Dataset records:
※
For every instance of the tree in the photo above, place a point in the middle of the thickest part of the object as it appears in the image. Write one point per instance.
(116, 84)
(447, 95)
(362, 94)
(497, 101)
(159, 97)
※
TASK - Nothing in the records may be left out; reproduce them exactly.

EXERCISE RESPONSE -
For every instance of the tree in the photo above, place a point in the middle of the thickest part of the object as it appears in the image. Write one point per instance.
(116, 84)
(447, 95)
(362, 94)
(497, 101)
(159, 97)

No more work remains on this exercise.